▶ **WHAT THIS TASK INVOLVES**:
Format each line of the listing as an item in a numbered list, omitting any blank lines.

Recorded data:
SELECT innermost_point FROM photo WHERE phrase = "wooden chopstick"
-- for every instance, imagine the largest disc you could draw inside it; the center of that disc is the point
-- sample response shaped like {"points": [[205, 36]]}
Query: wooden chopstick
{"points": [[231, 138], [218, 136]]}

▶ **SOLUTION TO THIS EXERCISE**:
1. SELECT innermost_point FROM photo WHERE phrase = "wooden chopstick"
2. -- for every instance, imagine the largest disc you could draw inside it; the center of that disc is the point
3. -- sample response shaped like {"points": [[205, 36]]}
4. Query: wooden chopstick
5. {"points": [[231, 138], [218, 136]]}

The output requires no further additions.